Start of Block
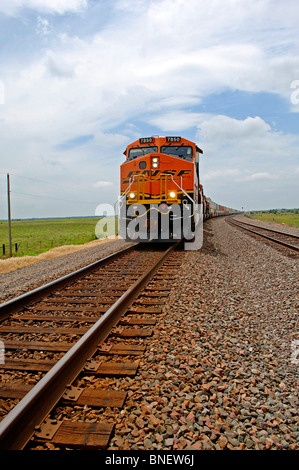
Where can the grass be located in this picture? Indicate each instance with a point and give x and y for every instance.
(37, 236)
(287, 217)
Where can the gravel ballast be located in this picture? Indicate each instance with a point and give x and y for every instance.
(15, 283)
(218, 373)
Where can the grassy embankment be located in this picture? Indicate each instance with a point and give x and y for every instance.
(287, 217)
(37, 236)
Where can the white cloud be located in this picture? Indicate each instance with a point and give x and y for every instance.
(13, 7)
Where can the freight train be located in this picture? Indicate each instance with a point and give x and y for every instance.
(161, 197)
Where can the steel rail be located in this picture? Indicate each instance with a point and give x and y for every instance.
(275, 240)
(16, 304)
(18, 426)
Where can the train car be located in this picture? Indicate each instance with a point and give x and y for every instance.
(159, 180)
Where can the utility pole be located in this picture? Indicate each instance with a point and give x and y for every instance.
(9, 215)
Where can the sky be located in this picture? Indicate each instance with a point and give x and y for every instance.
(82, 79)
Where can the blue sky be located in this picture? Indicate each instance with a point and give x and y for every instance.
(81, 79)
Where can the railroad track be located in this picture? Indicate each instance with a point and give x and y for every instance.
(90, 323)
(286, 240)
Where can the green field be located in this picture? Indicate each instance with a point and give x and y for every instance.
(37, 236)
(287, 217)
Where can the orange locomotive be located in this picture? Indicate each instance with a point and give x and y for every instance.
(160, 173)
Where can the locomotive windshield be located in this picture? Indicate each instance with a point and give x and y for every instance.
(138, 152)
(182, 151)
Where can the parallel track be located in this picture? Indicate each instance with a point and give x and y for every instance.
(277, 237)
(79, 298)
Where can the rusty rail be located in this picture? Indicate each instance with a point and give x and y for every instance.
(19, 425)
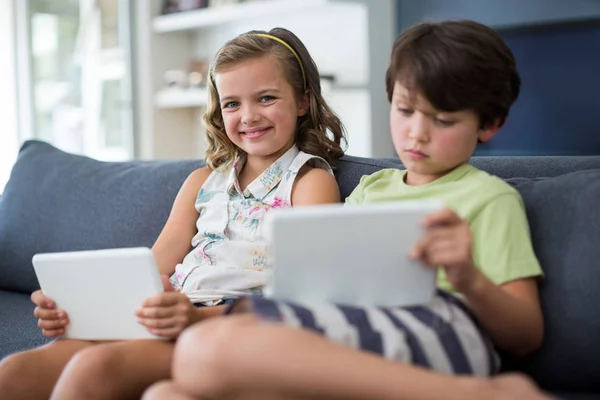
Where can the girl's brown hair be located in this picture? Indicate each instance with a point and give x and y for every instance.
(318, 132)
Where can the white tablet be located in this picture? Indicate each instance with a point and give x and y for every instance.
(100, 290)
(354, 255)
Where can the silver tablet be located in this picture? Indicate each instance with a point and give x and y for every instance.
(100, 290)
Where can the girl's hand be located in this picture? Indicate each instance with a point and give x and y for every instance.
(52, 321)
(167, 314)
(448, 243)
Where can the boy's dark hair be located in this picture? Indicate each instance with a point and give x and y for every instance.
(456, 65)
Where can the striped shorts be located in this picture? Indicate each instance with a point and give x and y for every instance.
(443, 336)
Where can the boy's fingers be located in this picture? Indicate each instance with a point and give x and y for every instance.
(167, 285)
(154, 312)
(165, 299)
(441, 217)
(40, 300)
(53, 332)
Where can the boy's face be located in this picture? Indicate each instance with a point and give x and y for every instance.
(431, 142)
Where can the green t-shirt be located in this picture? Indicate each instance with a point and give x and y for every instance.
(502, 246)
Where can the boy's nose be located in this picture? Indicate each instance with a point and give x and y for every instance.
(419, 130)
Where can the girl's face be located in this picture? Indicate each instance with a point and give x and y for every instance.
(430, 142)
(259, 107)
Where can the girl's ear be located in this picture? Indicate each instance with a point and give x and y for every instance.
(304, 103)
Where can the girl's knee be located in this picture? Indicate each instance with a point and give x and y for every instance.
(160, 391)
(206, 353)
(14, 369)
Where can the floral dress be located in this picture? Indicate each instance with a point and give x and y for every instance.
(229, 256)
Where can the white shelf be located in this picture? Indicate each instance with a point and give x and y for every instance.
(206, 17)
(181, 98)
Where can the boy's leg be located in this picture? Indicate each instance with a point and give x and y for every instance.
(240, 357)
(33, 373)
(115, 370)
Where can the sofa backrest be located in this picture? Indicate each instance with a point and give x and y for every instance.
(55, 201)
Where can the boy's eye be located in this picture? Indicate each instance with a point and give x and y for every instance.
(266, 99)
(444, 122)
(231, 104)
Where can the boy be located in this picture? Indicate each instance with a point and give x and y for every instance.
(450, 85)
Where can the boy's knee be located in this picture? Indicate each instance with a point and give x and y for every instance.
(88, 371)
(159, 391)
(206, 353)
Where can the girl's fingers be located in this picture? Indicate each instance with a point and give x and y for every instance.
(44, 313)
(53, 332)
(165, 323)
(170, 333)
(155, 312)
(46, 324)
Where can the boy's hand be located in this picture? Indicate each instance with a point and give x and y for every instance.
(167, 314)
(447, 243)
(50, 320)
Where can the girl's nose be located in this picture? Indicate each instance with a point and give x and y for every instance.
(249, 115)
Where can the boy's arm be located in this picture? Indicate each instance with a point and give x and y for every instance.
(511, 312)
(492, 264)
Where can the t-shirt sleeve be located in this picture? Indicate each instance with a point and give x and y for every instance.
(356, 197)
(502, 246)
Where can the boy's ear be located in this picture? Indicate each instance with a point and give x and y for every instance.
(486, 134)
(303, 104)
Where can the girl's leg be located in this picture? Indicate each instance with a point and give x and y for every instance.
(239, 357)
(166, 390)
(32, 374)
(118, 370)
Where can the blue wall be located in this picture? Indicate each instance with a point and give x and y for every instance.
(558, 110)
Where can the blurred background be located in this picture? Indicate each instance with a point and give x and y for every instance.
(125, 79)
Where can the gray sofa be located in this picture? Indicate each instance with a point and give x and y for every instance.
(57, 201)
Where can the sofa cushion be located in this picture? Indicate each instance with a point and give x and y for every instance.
(56, 201)
(563, 213)
(18, 330)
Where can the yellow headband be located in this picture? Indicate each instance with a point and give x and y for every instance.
(275, 38)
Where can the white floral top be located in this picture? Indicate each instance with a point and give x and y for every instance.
(230, 251)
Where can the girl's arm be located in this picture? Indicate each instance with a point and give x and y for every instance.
(314, 186)
(174, 241)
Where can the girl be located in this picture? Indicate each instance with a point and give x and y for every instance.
(271, 140)
(440, 110)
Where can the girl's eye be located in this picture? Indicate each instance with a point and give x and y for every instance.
(231, 104)
(266, 99)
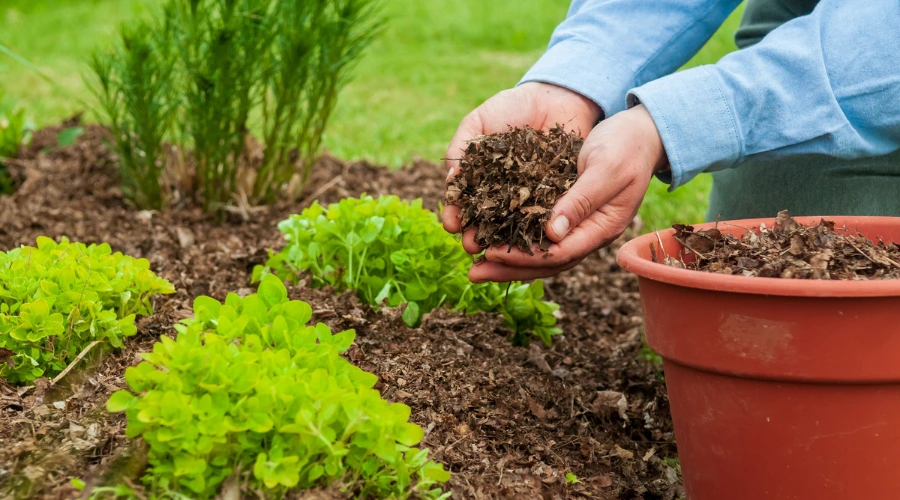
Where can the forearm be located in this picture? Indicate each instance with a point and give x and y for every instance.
(824, 83)
(606, 47)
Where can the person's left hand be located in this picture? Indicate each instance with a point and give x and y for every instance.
(615, 166)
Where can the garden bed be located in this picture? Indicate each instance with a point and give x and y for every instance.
(508, 422)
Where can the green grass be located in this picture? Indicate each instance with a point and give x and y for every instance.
(436, 61)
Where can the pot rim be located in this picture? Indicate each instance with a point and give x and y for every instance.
(629, 258)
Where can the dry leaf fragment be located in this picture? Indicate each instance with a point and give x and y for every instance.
(608, 402)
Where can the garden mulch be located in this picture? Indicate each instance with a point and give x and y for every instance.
(509, 422)
(508, 183)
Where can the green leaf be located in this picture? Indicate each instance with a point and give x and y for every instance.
(272, 291)
(68, 136)
(121, 401)
(411, 315)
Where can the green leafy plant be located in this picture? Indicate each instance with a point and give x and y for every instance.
(57, 298)
(248, 387)
(14, 133)
(394, 252)
(219, 65)
(135, 87)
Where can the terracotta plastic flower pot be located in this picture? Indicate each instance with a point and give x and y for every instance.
(779, 389)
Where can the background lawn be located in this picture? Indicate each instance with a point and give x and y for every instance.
(436, 61)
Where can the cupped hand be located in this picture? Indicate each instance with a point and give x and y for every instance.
(616, 163)
(539, 105)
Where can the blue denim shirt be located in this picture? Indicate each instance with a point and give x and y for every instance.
(825, 83)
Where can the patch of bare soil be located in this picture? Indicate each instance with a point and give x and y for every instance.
(508, 422)
(789, 250)
(508, 183)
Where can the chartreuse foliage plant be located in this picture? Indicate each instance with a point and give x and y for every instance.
(248, 387)
(207, 71)
(395, 252)
(56, 298)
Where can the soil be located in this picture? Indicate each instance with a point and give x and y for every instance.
(789, 250)
(508, 183)
(508, 422)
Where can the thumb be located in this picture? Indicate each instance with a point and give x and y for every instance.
(593, 189)
(470, 127)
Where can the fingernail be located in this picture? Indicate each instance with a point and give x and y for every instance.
(560, 225)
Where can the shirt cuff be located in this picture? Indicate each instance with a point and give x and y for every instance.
(698, 127)
(587, 69)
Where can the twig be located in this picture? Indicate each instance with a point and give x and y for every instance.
(735, 225)
(661, 247)
(74, 362)
(685, 245)
(322, 190)
(17, 162)
(864, 254)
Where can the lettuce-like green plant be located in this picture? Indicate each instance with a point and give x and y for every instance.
(57, 298)
(248, 387)
(395, 252)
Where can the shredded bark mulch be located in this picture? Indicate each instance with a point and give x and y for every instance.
(508, 422)
(508, 183)
(789, 250)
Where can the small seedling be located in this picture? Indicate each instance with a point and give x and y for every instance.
(396, 253)
(248, 385)
(57, 298)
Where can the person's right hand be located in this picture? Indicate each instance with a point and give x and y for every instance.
(539, 105)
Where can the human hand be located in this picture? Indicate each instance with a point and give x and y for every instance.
(615, 166)
(539, 105)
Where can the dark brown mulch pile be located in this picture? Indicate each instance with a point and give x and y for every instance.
(790, 250)
(509, 182)
(508, 422)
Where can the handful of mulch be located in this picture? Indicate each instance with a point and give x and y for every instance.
(509, 182)
(788, 250)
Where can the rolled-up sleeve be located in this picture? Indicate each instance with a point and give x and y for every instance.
(604, 48)
(826, 83)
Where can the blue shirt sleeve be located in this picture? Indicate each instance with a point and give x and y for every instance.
(604, 48)
(826, 83)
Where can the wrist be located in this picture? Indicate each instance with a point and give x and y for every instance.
(587, 108)
(655, 151)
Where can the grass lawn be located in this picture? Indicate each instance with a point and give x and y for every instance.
(436, 61)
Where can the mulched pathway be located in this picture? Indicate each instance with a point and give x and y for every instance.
(508, 422)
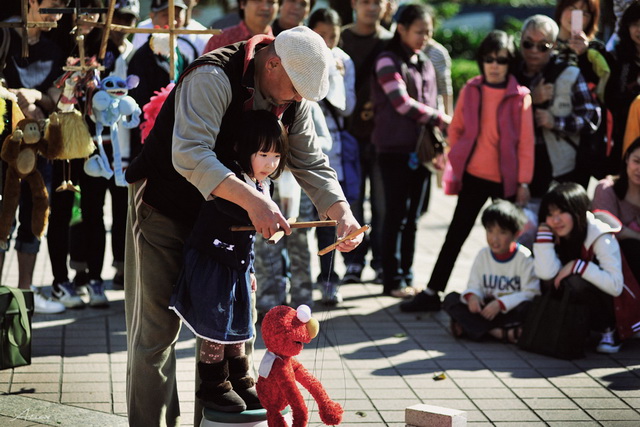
End of Block
Problem:
Restate exactly, and only, the lines from the one that holds "Where can the human" down to the last line of the material above. Omit the pictures.

Exercise result:
Where can the human hand be located in this picture? Indicate each instance with a point and give x and y for every instance.
(615, 166)
(539, 105)
Where can the dark brown mulch pile be located in this picture? Indicate each instance with a point and give x and y for every instance.
(790, 250)
(509, 182)
(508, 422)
Where can the handful of mulch be located in this picture? Indicate each instance with a point and give x and y for every instance.
(509, 182)
(788, 250)
Where can the rolled-up sleeve be located in this picture? Indicate each instance with a point and give x and y for every instance.
(604, 48)
(826, 83)
Where can the blue shirt sleeve be located in this picture? Indicate each instance with a point and give x and y for every instance.
(604, 48)
(826, 83)
Where can the wrist be located in this picture? Indicate each instance with a point and give x and y for every instance.
(587, 108)
(655, 151)
Where can the grass lawn be located in this picture? Indicate each instance with a point and give x and y for every instance.
(436, 61)
Where can the mulched pathway be located in this picture? Indicate each instance with a point and give x and y for every instance.
(508, 422)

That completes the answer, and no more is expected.